## Work to do:
Can you copy the listing below word for word, with every line kept as it is?

## Task material:

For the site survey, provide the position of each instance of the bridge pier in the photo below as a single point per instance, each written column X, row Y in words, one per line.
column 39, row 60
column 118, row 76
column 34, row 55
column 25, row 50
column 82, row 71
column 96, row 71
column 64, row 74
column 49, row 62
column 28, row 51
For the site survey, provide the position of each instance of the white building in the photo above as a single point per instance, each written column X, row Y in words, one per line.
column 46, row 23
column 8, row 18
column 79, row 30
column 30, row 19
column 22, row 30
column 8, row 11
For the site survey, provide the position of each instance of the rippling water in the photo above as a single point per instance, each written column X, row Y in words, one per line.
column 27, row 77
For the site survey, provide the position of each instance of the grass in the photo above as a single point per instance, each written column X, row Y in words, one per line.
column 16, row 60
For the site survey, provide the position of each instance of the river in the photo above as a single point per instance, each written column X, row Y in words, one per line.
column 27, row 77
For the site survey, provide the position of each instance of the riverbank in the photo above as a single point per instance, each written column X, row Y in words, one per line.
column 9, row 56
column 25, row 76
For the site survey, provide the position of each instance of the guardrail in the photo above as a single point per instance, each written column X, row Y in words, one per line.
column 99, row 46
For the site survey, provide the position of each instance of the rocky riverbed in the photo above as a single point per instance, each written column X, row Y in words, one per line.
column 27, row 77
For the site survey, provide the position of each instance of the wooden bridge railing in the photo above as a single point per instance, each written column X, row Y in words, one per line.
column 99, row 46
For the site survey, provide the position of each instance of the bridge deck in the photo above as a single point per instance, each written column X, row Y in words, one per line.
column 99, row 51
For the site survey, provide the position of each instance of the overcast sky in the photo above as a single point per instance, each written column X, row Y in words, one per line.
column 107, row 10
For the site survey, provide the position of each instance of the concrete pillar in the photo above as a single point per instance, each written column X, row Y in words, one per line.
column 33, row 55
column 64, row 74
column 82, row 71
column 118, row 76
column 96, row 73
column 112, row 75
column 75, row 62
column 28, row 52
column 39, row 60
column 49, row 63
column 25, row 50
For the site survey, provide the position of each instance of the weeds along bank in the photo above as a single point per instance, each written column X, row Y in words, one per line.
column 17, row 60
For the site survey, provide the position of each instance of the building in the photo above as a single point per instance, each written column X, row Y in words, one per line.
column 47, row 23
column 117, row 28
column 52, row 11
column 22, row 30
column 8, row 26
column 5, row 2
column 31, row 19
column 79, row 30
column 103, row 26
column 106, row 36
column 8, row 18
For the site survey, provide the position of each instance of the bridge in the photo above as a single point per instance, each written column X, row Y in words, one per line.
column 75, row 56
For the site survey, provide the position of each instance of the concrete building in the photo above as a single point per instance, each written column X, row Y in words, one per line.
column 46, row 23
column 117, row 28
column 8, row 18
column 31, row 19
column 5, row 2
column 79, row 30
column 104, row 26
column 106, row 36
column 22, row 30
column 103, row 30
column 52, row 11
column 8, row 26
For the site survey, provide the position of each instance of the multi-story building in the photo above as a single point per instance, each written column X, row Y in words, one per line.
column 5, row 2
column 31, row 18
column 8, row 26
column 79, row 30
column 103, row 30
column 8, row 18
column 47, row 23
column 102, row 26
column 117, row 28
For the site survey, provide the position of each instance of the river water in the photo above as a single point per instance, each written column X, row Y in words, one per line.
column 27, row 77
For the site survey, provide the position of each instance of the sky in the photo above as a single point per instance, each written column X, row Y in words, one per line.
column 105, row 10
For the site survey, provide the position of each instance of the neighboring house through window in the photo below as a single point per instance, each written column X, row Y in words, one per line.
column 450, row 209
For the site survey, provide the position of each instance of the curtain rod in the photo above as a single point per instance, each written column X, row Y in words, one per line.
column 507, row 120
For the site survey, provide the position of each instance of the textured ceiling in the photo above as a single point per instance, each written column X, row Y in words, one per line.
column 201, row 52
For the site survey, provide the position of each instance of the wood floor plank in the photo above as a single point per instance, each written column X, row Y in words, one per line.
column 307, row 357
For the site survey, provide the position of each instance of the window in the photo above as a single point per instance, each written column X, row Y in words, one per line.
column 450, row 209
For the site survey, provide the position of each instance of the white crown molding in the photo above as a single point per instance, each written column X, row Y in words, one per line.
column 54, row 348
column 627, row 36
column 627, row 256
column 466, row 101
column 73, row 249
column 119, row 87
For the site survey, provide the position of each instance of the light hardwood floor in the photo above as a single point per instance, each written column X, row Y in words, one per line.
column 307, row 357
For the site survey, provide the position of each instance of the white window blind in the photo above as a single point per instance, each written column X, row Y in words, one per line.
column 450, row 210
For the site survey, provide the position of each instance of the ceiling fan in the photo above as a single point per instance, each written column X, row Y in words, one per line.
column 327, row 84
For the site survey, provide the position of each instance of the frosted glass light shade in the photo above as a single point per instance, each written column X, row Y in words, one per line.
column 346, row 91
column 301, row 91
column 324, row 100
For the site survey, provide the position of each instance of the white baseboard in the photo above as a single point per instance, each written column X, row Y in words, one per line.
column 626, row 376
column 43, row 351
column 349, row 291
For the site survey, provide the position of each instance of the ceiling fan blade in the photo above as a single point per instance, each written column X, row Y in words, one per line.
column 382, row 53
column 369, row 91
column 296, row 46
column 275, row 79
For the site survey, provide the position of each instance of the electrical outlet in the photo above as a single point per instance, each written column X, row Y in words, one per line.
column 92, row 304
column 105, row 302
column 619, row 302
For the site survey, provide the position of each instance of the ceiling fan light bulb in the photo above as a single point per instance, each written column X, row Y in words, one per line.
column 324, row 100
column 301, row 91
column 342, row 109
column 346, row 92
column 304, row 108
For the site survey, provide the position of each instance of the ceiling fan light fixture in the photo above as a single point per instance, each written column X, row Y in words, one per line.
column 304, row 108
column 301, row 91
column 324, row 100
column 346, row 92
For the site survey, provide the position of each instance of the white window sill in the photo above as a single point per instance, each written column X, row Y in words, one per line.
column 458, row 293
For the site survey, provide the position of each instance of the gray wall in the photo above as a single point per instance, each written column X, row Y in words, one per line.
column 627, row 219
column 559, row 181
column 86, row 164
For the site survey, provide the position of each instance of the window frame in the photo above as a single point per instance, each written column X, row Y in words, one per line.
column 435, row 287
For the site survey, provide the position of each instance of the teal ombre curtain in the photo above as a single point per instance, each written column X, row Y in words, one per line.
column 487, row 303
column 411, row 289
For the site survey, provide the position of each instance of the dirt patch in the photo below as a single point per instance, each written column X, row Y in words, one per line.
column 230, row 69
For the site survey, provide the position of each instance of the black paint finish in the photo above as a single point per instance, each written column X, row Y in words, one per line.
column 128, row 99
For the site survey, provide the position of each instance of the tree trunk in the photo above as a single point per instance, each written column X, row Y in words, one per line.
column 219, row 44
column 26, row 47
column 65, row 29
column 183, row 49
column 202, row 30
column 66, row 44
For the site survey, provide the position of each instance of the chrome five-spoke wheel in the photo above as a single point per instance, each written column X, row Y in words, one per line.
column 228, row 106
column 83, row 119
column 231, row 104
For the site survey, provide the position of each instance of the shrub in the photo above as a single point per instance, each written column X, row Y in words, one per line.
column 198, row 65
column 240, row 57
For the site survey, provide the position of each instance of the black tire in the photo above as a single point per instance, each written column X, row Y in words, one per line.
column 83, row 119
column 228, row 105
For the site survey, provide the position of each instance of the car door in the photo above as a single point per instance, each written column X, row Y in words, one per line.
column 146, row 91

## Reply:
For the site survey, provide the position of each instance of the bridge pier in the photo below as a single point per instance, each written column X, row Y in words, one per line.
column 39, row 60
column 118, row 76
column 34, row 55
column 25, row 50
column 82, row 71
column 96, row 71
column 64, row 74
column 49, row 62
column 28, row 51
For the site survey, provide the position of each instance of the white building in the photo above as a single point per instance, each written column X, row Y in words, one per line.
column 46, row 23
column 8, row 18
column 79, row 30
column 30, row 19
column 22, row 30
column 8, row 11
For the site survey, provide the position of each instance of the rippling water in the photo above as a single point per instance, each written column X, row Y in words, one per line.
column 27, row 77
For the site survey, provide the position of each instance of the grass in the photo above as a single point per instance, each written column X, row Y in words, one per line.
column 16, row 60
For the site survey, provide the position of each instance of the river in the photo above as a single point per instance, each written column X, row Y in words, one per line.
column 27, row 77
For the site survey, provide the position of each instance of the riverbank in the photo above as a single point per instance, each written column X, row Y in words, one per line.
column 9, row 56
column 25, row 76
For the site survey, provide the position of each instance of the guardrail in the photo above as a single point per instance, each written column X, row Y in words, one per line.
column 99, row 46
For the site survey, provide the position of each instance of the rocky riverbed in the photo above as a single point per instance, each written column X, row Y in words, one per line.
column 27, row 77
For the site survey, provide the position of each instance of the wooden bridge railing in the photo above as a single point per instance, each written column X, row Y in words, one per line.
column 99, row 46
For the site survey, provide the position of each instance of the bridge deck in the photo above as a single point per instance, each written column X, row Y in words, one per line.
column 99, row 51
For the site survey, provide the position of each instance of the overcast sky in the photo above as a single point per instance, each written column X, row Y in words, one per line.
column 107, row 10
For the site survey, provide the position of each instance of the concrete pillar in the photo above as a single point per instance, each written column X, row Y in words, one per line.
column 33, row 55
column 64, row 74
column 82, row 71
column 118, row 76
column 96, row 73
column 112, row 75
column 75, row 62
column 28, row 52
column 39, row 60
column 49, row 63
column 25, row 50
For the site survey, provide the position of each instance of the weeds along bank in the photo above as a single point per instance, each written column X, row Y in words, one per line.
column 17, row 60
For the site survey, provide the position of each instance of the building in the photo above as a single point per instance, each written column X, row Y in words, one per line.
column 47, row 23
column 117, row 28
column 52, row 11
column 22, row 30
column 8, row 26
column 5, row 2
column 31, row 19
column 79, row 30
column 103, row 26
column 106, row 36
column 8, row 18
For the site survey, provide the position of each instance of the bridge in the photo above as a single point per instance, each written column X, row Y in words, one per line.
column 75, row 56
For the site survey, provide the position of each instance of the concrete building in the photo above as a single point per instance, each written column X, row Y in words, one per line.
column 46, row 23
column 117, row 28
column 8, row 18
column 31, row 19
column 5, row 2
column 79, row 30
column 104, row 26
column 106, row 36
column 22, row 30
column 103, row 30
column 52, row 11
column 8, row 26
For the site survey, provide the position of each instance of the multi-story building in the photo above as a single point per instance, each written column X, row Y in words, one per line.
column 5, row 2
column 31, row 18
column 8, row 26
column 79, row 30
column 103, row 30
column 8, row 18
column 47, row 23
column 102, row 26
column 117, row 28
For the site survey, provide the position of each instance of the river water in the photo above as a single point per instance, each written column X, row Y in words, one per line.
column 27, row 77
For the site survey, provide the position of each instance of the sky in the photo above as a single point per instance, each written column X, row Y in words, one per line.
column 105, row 10
For the site survey, provide the position of each instance of the neighboring house through window in the photo below as a single point per instance, each written column X, row Y in words, one per line.
column 450, row 209
For the site survey, provide the position of each instance of the curtain rod in the photo above as a single point per instance, each written column X, row Y in words, one per line.
column 507, row 120
For the site survey, provide the position of each instance of the textured ceiling in the photo above as a single point per instance, each written column X, row Y in words, one per line.
column 201, row 52
For the site survey, provide the position of each instance of the wood floor plank in the photo above as a single point per instance, each written column X, row Y in words, one per line.
column 307, row 357
For the site survey, provide the position of each instance of the window in the photo above as a single point per instance, each written column X, row Y in words, one per line.
column 450, row 209
For the site survey, provide the position of each instance of the white crown molding in the photo above as a single point per instance, each written column X, row Y in words, one per line.
column 54, row 348
column 627, row 36
column 627, row 256
column 466, row 101
column 73, row 249
column 119, row 87
For the site survey, provide the position of each instance of the light hardwood floor in the photo above as a single point per instance, each written column X, row Y in words, one per line.
column 307, row 357
For the site survey, provide the position of each instance of the white window blind in the photo above as a single point per instance, each written column X, row Y in words, one per line.
column 450, row 210
For the site survey, provide the position of each instance of the ceiling fan in the photo above as a single point per instance, each written column X, row Y in words, one per line.
column 327, row 84
For the site survey, provide the position of each instance of the frosted glass light shade in the photo above as a single point per instance, each written column X, row Y in words, one per line.
column 346, row 91
column 301, row 91
column 324, row 100
For the site survey, provide the position of each instance of the white baseboard in the photo above as a single point per instance, each written column X, row Y in words, one per line.
column 626, row 376
column 43, row 351
column 349, row 291
For the site survey, provide the position of each instance of the ceiling fan blade in the photo above as a single point per instance, each written column X, row Y in words, one per line.
column 382, row 53
column 369, row 91
column 296, row 46
column 275, row 79
For the site survey, provide the position of each instance of the electrical outlet in the photo above as a single point per instance, each written column X, row Y in words, one per line.
column 92, row 304
column 105, row 302
column 619, row 302
For the site survey, provide the position of each instance of the ceiling fan light bulb in the photo above as a single point per instance, each written column X, row Y in words, one per line.
column 324, row 100
column 301, row 91
column 342, row 109
column 346, row 92
column 304, row 108
For the site survey, provide the position of each instance of the ceiling fan light fixture in the photo above as a single point per instance, each written column X, row Y in words, one per line.
column 304, row 108
column 301, row 91
column 324, row 100
column 346, row 92
For the site survey, provide the position of each instance of the white window sill in the photo above as a single point per instance, each written column X, row Y in words, one per line.
column 458, row 293
For the site survey, provide the position of each instance of the gray wall in the photo above as a single point per instance, each written column X, row Y in words, one per line.
column 627, row 219
column 559, row 181
column 86, row 164
For the site survey, provide the position of each instance of the window frame in the photo above as a single point per instance, each written column X, row Y in words, one per line.
column 435, row 287
For the site survey, provide the position of each instance of the teal ombre curtain in the photo above as a single point per instance, each written column X, row Y in words, one per line.
column 487, row 303
column 411, row 289
For the site survey, provide the position of each instance of the dirt patch in the photo below as a single point per instance, each written column X, row Y in words, one per line.
column 230, row 69
For the site survey, provide the position of each instance of the black paint finish in the photo above as a single point per instance, each written column X, row Y in words, one per line.
column 128, row 99
For the site survey, provide the position of each instance of the tree trunk in the photo above as a single point per instance, each written column X, row Y in words, one per line.
column 219, row 44
column 26, row 47
column 65, row 29
column 183, row 49
column 202, row 30
column 66, row 44
For the site survey, provide the position of each instance of the chrome five-spoke wheel in the photo above as a single point per instance, each written column X, row Y in words, one per line.
column 228, row 106
column 83, row 119
column 231, row 104
For the site survey, provide the position of each instance of the shrub in the photo above as a single point per instance, each written column X, row Y in words, one per line.
column 198, row 65
column 240, row 57
For the site survey, provide the position of each instance of the black tire in the photo above as a single point per instance, each written column X, row Y in words, one per line.
column 83, row 119
column 228, row 105
For the site survey, provide the position of each instance of the car door in the photo above as a single point per instance, each written column X, row Y in words, one per line.
column 146, row 91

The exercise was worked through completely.